Gather every line of the records below that contains the string "reflection", matching case exactly.

[BEGIN Material provided]

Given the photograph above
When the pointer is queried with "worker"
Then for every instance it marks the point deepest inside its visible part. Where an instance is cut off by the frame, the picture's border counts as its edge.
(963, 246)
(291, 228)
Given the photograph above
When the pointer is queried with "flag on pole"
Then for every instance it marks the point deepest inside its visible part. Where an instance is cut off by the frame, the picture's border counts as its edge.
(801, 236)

[END Material provided]
[BEGIN Material provided]

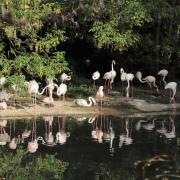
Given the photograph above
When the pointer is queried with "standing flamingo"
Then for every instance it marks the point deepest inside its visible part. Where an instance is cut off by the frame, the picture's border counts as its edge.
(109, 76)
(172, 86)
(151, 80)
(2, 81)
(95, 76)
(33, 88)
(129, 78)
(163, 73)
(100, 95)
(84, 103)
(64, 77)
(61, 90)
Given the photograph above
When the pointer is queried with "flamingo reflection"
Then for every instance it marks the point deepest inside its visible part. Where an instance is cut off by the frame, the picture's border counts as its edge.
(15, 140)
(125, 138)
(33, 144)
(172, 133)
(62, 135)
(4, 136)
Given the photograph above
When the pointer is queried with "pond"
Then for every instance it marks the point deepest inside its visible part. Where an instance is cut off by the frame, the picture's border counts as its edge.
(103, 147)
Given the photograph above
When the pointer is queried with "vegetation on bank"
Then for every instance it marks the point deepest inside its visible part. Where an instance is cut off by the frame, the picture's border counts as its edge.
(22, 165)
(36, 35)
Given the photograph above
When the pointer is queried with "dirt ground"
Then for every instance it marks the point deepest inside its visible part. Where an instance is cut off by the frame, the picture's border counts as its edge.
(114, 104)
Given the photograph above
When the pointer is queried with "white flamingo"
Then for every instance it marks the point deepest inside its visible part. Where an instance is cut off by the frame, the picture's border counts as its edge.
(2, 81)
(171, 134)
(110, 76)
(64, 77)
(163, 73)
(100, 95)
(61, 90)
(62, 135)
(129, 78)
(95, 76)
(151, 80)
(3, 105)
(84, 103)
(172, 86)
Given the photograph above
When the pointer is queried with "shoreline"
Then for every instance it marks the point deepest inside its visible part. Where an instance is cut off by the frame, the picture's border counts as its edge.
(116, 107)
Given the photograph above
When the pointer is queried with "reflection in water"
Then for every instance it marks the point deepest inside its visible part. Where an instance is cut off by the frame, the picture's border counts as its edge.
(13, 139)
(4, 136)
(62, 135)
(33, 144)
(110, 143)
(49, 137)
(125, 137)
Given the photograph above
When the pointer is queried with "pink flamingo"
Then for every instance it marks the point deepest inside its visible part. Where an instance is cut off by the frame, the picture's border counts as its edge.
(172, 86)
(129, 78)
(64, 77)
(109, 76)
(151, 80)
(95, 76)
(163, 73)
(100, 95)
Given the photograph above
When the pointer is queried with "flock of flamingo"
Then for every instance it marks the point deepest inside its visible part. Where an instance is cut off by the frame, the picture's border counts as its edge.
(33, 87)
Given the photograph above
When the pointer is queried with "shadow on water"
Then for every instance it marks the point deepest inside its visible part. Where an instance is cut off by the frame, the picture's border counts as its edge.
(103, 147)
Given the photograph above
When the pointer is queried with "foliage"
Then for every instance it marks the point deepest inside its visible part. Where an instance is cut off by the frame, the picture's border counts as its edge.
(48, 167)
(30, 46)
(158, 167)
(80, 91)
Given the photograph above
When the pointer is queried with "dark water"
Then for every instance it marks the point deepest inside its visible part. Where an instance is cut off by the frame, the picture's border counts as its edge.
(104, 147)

[END Material provided]

Answer -
When the pointer is queried with "flamingo reflection"
When the pointer is queried with "reflection in water"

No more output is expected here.